## Task
Reproduce verbatim the lines of the items below, starting at the line that contains "Check that every instance of the cobblestone" and ending at the line that contains "column 129, row 169", with both of those lines included.

begin Listing

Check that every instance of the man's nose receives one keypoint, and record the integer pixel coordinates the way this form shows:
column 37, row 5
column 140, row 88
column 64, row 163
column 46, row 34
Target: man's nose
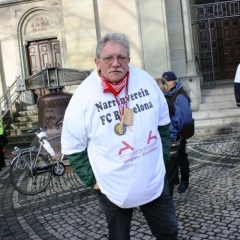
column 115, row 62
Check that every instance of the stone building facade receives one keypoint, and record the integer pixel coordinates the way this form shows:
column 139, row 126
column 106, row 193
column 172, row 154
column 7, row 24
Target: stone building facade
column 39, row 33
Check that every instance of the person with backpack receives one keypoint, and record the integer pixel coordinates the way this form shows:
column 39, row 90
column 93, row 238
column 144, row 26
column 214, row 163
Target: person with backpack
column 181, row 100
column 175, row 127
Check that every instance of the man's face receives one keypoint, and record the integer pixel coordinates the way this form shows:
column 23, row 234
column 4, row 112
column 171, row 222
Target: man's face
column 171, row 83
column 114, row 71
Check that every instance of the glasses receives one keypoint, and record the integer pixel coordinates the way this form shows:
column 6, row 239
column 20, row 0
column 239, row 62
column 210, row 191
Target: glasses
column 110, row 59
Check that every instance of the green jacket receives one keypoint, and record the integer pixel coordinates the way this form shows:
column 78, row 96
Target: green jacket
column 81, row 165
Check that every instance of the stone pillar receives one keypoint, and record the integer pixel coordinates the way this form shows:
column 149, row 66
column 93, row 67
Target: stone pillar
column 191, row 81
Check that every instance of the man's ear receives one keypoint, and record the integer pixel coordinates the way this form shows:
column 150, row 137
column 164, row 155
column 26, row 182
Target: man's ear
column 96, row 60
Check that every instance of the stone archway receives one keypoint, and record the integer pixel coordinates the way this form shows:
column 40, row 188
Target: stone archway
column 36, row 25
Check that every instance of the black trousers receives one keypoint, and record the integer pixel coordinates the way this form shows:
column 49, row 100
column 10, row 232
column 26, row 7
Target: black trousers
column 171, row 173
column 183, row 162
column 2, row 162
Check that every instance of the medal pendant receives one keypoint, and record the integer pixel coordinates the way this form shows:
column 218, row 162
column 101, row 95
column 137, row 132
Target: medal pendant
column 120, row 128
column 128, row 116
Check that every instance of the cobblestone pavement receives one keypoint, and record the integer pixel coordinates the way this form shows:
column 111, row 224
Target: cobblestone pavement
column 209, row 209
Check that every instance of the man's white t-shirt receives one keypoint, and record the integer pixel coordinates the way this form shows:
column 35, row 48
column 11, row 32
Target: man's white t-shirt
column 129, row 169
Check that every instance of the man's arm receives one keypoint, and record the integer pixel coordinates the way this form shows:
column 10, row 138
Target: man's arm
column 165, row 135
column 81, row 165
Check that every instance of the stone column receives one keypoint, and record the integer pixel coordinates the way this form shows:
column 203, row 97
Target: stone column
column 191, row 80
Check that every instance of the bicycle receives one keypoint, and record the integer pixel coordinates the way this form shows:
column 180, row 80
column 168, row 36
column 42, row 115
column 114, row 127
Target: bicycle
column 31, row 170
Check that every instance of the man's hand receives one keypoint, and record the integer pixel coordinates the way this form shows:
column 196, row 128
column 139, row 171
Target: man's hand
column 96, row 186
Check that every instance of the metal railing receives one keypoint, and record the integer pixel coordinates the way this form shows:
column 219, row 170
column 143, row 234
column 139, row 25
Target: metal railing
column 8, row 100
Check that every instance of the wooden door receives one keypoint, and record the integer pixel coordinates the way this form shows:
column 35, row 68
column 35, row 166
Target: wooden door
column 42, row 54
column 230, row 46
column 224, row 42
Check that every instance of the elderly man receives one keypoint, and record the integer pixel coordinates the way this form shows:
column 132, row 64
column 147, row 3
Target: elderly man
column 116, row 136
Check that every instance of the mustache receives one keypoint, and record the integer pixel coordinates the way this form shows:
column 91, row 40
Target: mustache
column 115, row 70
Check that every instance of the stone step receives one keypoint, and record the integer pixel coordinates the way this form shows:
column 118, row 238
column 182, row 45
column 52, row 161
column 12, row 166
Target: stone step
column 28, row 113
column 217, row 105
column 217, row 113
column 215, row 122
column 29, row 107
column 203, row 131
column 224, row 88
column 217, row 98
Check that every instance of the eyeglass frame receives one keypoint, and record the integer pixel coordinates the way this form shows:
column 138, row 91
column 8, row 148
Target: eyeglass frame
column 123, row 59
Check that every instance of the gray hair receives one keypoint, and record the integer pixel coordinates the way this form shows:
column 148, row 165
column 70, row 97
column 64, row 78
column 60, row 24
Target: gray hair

end Listing

## The answer
Check that every instance of the cobblestone pavement receives one keypoint, and record the integer pixel coordinates the way this form shows:
column 111, row 224
Target: cobblestone pavement
column 209, row 209
Check that every instance of the man's white t-shirt receives one keypoint, and record the integer pixel coordinates the way this form shows:
column 35, row 48
column 11, row 32
Target: man's white t-shirt
column 129, row 169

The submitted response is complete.